Document -
+===+
Mandy Stepp helped get a neighborhood park in Ridgely Manor — and started a community association in the process.
Christian Estes patrols solo, on foot, several times a week in his neighborhood, Burkleigh Square, which he said has seen everything from a sexual assault to a drunken college student passed out naked in the street. He was also honored for successfully getting street lights installed in his neighborhood.
And Wendy Jacobs helped organize the planting of dozens of trees in West Towson, adding to the area's tree canopy that she said first attracted her to live there.
They were among six Baltimore County residents who were honored by County Councilman David Marks on Dec. 19 as Fifth District Citizens of the Year.
"These are volunteers who have given of themselves and often aren't recognized," Marks said after a short awards ceremony as part of the Greater Towson Council of Community Associations meeting at the Aigburth Vale senior apartment complex.
The GTCCA elected new officers, including Mike Ertel as president, succeeding Paul Hartman.
Also honored were:
• Jason Garber, who as president of The Associates of Loch Raven Village, a community association, since April, helped get air conditioning at Pleasant Plains Elementary School, among other projects.
• Cathleen White, a resident of the Pinehurst neighborhood on the county side, who led the revitalization of the Christ Child Society of Baltimore, a non-denominational, nonprofit group of volunteers who try to meet the needs of Baltimore children and families in the areas of education and literacy, infant care and parenting, and basic needs.
• The late Ken Wetzel, former commander of the Towson American Legion Post 22, who died suddenly earlier this year at 67. Wetzel had been active in causes ranging from reaching out to a veterans club at Towson University and supporting the Towson Fourth of July parade to fighting last year for more parking at 101 York, a planned $60 million student housing project in downtown Towson.
"What didn't he do?" Marks asked rhetorically, standing with Wetzel's widow, Kathy, who accepted the posthumous award on her husband's behalf.
An audience of about 75 people also toasted the late Richard Parsons, a retired Baltimore County librarian and longtime Towson residential advocate, who died in September at 87. Parsons served three terms as president of the West Towson Neighborhood Association and was co-founder and past president of the GTCCA. He was also a past chair of the Towson Fourth of July parade.
Stepp, 39, has lived in Ridgely Manor for seven years and was instrumental in getting a park on Yakona Road.
Ground was broken in August, ending five years of community frustration over flooding and contamination from a nearby Hess gas station. Residents in the neighborhood of 200 brick duplexes sued Hess Corp., and Marks got involved. Hess settled the lawsuit, purchased and tore down 16 houses on the site, and built the 2-acre park in conjunction with NeighborSpace of Baltimore County and the Ridgely Manor Community Association, which formed in 2012, with Stepp as its president, soon after the lawsuit was settled.
"It feels good" to win a Citizen of the Year award, Stepp said, adding that the park has brought together many neighbors who didn't know one another. "It's nice to have recognition."
Estes, 59, a semi-retired Baltimore County employee, has lived in Burkleigh Square for 12 years and said he has patrolled for the past seven years, three or four nights a week by himself, but with the backing of police and the Towson Area Citizens on Patrol, in his four-street community of 110 houses. Estes said he started because, "It was just getting really bad in the community," with trouble ranging from students ripping out street signs to reports of sexual assault and residential break-ins.
+===+
Data rows -
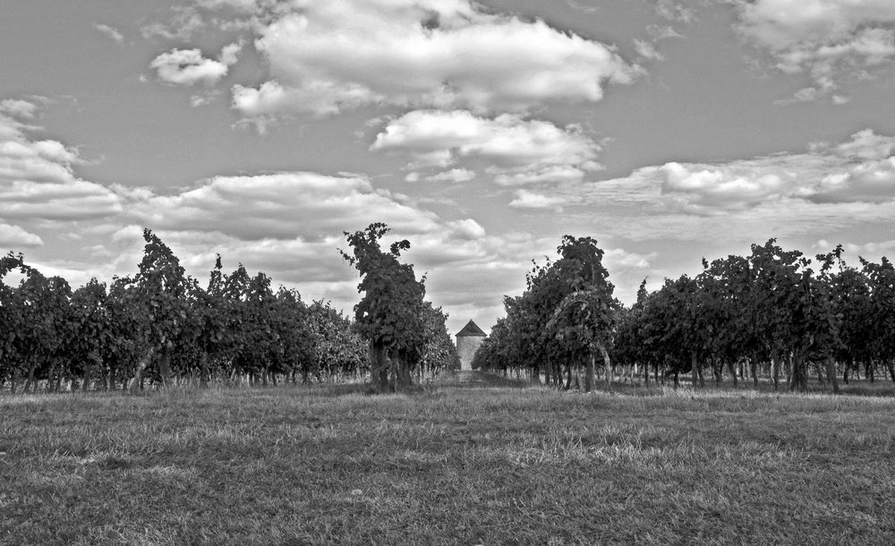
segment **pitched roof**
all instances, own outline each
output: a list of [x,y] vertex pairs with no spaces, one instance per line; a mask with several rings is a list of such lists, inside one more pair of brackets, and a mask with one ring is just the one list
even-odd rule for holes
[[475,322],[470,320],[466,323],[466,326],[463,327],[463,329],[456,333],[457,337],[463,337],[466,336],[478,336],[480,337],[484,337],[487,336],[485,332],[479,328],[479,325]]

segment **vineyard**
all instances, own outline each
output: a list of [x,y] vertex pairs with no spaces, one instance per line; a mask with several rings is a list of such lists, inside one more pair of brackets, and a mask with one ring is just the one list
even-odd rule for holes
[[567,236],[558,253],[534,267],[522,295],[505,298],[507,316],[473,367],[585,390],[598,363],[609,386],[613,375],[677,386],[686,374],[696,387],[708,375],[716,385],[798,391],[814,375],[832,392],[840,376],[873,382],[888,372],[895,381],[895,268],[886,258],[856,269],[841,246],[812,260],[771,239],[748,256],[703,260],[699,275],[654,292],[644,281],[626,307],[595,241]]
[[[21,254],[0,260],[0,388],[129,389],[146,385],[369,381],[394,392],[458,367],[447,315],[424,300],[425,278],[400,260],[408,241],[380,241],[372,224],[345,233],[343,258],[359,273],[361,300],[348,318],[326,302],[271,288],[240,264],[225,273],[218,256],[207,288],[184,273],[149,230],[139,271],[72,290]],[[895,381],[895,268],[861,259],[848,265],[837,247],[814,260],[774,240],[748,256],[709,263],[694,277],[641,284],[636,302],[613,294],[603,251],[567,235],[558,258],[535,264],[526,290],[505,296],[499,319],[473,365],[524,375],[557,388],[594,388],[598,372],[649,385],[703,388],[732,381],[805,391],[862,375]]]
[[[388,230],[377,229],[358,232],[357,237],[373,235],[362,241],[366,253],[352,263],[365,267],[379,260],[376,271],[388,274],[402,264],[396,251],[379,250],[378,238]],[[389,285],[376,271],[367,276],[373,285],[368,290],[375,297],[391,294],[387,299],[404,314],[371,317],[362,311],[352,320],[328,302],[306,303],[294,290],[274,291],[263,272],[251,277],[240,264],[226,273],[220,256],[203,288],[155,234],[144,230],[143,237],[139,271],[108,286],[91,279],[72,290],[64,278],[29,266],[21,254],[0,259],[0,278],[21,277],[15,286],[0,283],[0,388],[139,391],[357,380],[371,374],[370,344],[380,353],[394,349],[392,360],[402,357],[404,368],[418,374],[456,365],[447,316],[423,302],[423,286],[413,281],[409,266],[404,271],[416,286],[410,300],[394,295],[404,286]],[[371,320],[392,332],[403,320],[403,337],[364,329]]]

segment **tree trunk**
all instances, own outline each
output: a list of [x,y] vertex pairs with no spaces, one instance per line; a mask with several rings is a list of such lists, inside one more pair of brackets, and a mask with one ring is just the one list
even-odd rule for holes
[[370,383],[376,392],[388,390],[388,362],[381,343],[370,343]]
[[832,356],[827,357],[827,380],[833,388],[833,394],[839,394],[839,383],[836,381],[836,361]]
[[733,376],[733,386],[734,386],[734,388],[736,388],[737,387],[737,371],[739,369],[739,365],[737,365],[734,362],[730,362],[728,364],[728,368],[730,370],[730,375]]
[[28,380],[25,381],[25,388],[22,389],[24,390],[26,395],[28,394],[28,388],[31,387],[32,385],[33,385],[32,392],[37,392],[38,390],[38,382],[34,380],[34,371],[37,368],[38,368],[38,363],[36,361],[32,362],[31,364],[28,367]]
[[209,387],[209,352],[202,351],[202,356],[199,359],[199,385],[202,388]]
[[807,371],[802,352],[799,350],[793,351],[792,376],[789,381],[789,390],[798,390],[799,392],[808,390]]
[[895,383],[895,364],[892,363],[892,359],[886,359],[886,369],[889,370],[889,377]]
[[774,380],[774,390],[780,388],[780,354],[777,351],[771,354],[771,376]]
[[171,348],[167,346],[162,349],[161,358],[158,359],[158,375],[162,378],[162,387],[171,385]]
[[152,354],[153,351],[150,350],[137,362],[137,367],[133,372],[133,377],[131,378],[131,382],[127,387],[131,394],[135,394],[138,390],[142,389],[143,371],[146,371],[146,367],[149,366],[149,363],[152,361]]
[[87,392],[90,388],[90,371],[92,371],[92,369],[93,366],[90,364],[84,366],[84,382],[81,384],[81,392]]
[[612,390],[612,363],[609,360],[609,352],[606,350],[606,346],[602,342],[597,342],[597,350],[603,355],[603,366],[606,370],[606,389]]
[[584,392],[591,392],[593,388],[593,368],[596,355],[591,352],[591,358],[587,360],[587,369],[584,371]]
+===+
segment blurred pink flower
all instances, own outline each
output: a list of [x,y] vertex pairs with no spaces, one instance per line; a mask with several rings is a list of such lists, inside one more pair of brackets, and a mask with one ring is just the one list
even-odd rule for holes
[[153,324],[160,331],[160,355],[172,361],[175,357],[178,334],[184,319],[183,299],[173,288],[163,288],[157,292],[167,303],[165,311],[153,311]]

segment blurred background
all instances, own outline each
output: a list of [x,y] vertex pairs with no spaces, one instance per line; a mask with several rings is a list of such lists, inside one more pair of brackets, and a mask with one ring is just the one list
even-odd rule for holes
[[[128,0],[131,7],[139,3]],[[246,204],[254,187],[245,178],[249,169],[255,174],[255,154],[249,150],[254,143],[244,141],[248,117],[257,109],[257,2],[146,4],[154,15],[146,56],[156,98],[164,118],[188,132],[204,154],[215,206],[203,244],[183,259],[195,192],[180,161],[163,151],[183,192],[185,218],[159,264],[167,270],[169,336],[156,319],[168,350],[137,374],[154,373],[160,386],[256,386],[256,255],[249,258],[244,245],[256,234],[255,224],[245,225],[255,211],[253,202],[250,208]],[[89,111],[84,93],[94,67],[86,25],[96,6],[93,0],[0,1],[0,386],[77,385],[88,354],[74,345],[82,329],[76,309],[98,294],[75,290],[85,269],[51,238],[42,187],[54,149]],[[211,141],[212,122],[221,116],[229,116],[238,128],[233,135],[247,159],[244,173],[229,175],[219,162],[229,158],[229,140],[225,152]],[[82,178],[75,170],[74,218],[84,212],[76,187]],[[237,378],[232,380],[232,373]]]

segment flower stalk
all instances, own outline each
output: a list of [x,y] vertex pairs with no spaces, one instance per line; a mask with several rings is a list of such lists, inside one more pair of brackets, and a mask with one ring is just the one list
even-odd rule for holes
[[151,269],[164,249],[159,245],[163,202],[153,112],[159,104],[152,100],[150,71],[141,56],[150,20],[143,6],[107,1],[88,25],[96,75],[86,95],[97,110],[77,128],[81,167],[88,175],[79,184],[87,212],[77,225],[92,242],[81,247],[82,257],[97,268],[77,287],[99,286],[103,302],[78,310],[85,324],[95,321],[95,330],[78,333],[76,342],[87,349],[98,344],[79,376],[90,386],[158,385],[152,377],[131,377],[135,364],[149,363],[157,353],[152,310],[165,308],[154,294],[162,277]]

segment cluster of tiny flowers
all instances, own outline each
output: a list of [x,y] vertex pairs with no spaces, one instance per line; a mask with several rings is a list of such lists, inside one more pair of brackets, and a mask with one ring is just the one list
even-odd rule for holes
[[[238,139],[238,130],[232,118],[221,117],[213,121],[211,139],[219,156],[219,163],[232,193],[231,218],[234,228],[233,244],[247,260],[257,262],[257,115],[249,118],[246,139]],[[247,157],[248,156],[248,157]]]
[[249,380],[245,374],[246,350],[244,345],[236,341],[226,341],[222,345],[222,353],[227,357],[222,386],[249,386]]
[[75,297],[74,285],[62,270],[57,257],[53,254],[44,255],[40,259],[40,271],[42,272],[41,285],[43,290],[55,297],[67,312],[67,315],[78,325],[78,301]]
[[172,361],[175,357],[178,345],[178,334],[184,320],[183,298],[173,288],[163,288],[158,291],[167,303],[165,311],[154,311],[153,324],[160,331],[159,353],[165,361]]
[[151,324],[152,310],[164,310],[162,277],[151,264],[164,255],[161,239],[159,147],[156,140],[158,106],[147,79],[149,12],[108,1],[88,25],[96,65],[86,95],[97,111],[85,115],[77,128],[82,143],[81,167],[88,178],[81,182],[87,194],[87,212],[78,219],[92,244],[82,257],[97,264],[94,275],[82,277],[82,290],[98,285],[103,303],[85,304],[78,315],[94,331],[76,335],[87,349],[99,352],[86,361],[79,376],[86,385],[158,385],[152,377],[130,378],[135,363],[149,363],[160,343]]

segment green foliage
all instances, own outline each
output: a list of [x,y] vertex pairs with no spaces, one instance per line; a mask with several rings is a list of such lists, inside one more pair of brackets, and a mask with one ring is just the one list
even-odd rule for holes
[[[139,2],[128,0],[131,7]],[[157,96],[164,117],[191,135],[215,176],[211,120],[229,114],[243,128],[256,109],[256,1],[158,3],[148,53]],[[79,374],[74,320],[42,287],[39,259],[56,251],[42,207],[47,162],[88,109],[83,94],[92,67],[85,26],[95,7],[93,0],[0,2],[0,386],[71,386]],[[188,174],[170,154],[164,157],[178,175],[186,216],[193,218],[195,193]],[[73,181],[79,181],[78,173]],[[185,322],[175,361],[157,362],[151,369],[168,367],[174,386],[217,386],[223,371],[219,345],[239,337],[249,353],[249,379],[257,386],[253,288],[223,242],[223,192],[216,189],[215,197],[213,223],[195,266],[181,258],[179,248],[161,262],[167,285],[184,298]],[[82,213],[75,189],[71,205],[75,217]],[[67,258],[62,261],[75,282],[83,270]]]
+===+
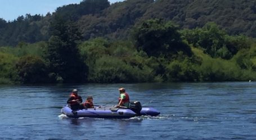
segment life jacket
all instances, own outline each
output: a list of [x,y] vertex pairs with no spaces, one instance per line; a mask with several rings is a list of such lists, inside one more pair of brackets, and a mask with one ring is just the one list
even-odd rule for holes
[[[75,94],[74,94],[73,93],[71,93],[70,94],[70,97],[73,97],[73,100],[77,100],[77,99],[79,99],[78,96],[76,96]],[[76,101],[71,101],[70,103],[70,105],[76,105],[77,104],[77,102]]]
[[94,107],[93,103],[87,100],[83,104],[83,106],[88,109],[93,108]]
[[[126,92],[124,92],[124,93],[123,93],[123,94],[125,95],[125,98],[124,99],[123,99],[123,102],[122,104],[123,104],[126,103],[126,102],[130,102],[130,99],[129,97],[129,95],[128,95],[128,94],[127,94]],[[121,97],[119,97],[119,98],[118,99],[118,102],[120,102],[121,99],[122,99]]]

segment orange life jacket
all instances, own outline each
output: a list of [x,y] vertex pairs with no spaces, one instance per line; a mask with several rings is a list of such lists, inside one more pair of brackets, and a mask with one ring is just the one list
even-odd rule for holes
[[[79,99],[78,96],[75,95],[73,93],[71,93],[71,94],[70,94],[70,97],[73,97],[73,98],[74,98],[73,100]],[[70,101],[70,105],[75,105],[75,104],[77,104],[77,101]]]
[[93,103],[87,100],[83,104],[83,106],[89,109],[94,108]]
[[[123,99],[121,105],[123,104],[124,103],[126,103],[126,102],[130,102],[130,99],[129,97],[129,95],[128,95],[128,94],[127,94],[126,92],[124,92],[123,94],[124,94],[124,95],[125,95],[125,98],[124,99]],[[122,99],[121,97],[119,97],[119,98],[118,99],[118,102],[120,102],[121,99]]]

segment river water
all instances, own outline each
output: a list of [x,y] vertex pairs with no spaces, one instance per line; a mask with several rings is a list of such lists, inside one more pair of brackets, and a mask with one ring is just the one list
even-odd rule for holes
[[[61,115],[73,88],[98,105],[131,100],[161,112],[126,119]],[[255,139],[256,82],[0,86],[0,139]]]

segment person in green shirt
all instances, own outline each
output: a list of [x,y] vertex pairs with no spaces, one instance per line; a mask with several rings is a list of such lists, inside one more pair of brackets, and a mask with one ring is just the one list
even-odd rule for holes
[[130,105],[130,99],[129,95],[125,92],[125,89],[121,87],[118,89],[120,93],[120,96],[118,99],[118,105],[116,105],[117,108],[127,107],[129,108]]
+===+
Requests -
a) In the article on the Fifth District Citizens of the Year awards, who was elected the new president of the GTCCA?
b) Write the next part of the article on the Fifth District Citizens of the Year awards, picking up after its last sentence.

Task results -
a) Mike Ertel

b)
Estes, who is unmarried, said he starts walking typically around 10:30 p.m., and finishes as late as 4:30 a.m., calling police when he sees suspicious activity. He said the neighborhood has been quieter since he started.
"I'm going to keep doing it," Estes said. "You can't do nothing. You have to be active in your community."
Estes also worked to have street lights installed in the neighborhood as a deterrent to crime.
Estes, too, said he is honored to receive an award, but gives police most of the credit and said, "I wish we could recognize them for some type of award."
Jacobs, 61, has lived in West Towson for three years and said the tree canopy was one of the selling points of the area for her. She heads the greening committee of the West Towson Neighborhood Association.
As time went on, "I noticed that my neighborhood kept losing trees and not replacing them," which the retired forensic accountant to organize a group of volunteers — including from Goucher and Towson universities and Gilman School — to plant oaks, maples, elms, black gums and other trees on streets including Piccadilly Road, which runs between Chestnut and Joppa roads, as well as on Charles Street Avenue. Some 30 trees were planted this fall, with help from Blue Water Baltimore, which provided the trees and some of the volunteers, she said.
"I feel very honored and particularly want to share (her award) with all the volunteers who have made this (project) work."
White, 58, an 11-year resident of Pinehurst, and an independent human resources contractor for training and development, re-chartered the Christ Child Society of Baltimore, which was first founded in 1905, but had been inactive until she got involved in 2012, according to the National Christ Child Society.
White's friend, Anne Easby-Smith, and White's daughter, Emily, both are active in the Washington chapter, according to the national organization's website.
White said the Christ Child Society's Baltimore branch supports 15 organizations, shelters and schools, mostly in Baltimore City, including the Family Crisis Center of Baltimore County, in Dundalk, and the Hampden Family Center, where volunteers help school children with their homework once a week. The chapter has 35 members and 100 people on its email list, she said. Other projects include working with soup kitchens, collecting and distributing more than 2,000 books to target groups, and reading to pre-kindergarten children.
"We're really hands on," she said.
White too said she was honored to accept her award on behalf of her volunteers.
Garber, 42, a civil litigation attorney in Towson and a resident of Loch Raven Village for more than five years, said he has put in "a lot of hours" as Loch Raven Village president. In addition to pushing for air-conditioning at Pleasant Plains Elementary, the community association also helped fund the endangered Fourth of July fireworks and has been involved in reviewing plans for the redevelopment of a former Raytheon property as Loch Raven Commons, a $45 million, mixed-use development with up to 200 high-end apartments, commercial space and a village green on East Joppa Road.
"We took over, so that tradition continued," Garber said.